→ **What is being asked**
Return every one of the records below unchanged, character for character.

## BEGIN Given data

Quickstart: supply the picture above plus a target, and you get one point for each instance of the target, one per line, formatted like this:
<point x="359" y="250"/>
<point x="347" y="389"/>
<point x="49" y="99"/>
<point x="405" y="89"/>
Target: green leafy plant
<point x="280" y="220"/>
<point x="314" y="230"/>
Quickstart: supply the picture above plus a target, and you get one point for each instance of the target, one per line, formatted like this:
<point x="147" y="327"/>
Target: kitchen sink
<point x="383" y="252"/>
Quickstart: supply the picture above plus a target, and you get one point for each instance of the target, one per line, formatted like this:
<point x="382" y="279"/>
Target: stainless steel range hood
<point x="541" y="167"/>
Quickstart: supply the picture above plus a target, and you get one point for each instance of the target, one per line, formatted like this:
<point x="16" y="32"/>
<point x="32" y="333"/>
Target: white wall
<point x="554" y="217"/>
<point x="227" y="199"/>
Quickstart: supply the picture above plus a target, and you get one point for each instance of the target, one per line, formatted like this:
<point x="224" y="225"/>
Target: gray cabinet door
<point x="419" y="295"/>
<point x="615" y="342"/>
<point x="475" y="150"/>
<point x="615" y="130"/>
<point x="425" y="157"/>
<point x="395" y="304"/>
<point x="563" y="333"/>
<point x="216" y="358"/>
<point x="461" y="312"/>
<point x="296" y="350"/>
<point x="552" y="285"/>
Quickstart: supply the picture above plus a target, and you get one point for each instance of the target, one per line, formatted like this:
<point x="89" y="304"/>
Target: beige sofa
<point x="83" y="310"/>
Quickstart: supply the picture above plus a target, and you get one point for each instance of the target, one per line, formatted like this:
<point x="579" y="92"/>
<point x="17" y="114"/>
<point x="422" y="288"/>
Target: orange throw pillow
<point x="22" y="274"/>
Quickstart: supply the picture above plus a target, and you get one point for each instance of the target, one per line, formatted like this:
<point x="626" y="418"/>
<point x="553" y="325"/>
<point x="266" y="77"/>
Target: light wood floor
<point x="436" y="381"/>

## END Given data

→ **Written response**
Quickstart: supply the picture above plus a target, and you get one point for each instance of the target, one per line, formatted like this:
<point x="359" y="250"/>
<point x="347" y="389"/>
<point x="49" y="99"/>
<point x="405" y="89"/>
Target: green leafy plant
<point x="280" y="220"/>
<point x="314" y="230"/>
Quickstart: supply the picture above plus a target, and you get one point for each instance of the target, one per line, formatted like this:
<point x="147" y="327"/>
Target: kitchen sink
<point x="383" y="252"/>
Quickstart: supply the picture above plus a target, and you get one point for each instance of the target, one per line, formatted like this:
<point x="382" y="279"/>
Target: stainless steel range hood
<point x="541" y="167"/>
Quickstart: supply the picture above plus a target, and you get one point for each instance of the target, one per line, formatted like this:
<point x="16" y="32"/>
<point x="32" y="333"/>
Target: white wall
<point x="554" y="217"/>
<point x="227" y="199"/>
Quickstart: supply the picture above plus a target, and you get one point for each instance of the target, one per line, formatted like this:
<point x="224" y="225"/>
Target: gray cabinet door
<point x="419" y="295"/>
<point x="615" y="342"/>
<point x="475" y="150"/>
<point x="615" y="130"/>
<point x="425" y="157"/>
<point x="395" y="304"/>
<point x="563" y="333"/>
<point x="216" y="358"/>
<point x="461" y="312"/>
<point x="296" y="350"/>
<point x="552" y="285"/>
Quickstart: supply the picture above plus a target, and you get one point for each instance of the target, one per line, formatted like this:
<point x="89" y="304"/>
Target: beige sofa
<point x="83" y="310"/>
Quickstart: supply the picture above plus a target, and you get one point for each instance of the target, one per line, formatted like this:
<point x="579" y="92"/>
<point x="17" y="114"/>
<point x="422" y="288"/>
Target: orange throw pillow
<point x="22" y="274"/>
Quickstart: supply the picture above plus a target, and you get one point for each instance of the target, one per line, formatted like this:
<point x="626" y="418"/>
<point x="553" y="325"/>
<point x="266" y="77"/>
Target: light wood floor
<point x="436" y="381"/>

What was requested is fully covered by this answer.